Quote every item below word for word, leaving the pictures out of your answer.

===

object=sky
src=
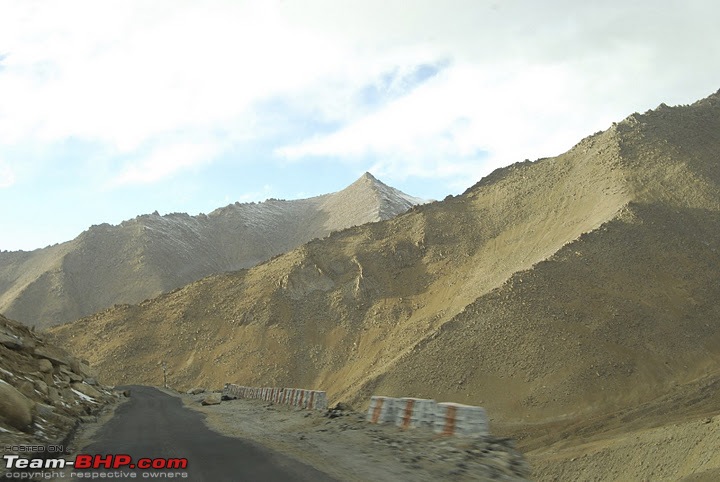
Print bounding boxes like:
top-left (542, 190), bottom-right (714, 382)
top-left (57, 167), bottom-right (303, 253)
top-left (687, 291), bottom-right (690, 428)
top-left (0, 0), bottom-right (720, 251)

===

_ANSWER TO THIS PROBLEM_
object=sky
src=
Print bounding boxes like:
top-left (542, 190), bottom-right (714, 382)
top-left (57, 167), bottom-right (303, 253)
top-left (687, 291), bottom-right (690, 428)
top-left (0, 0), bottom-right (720, 251)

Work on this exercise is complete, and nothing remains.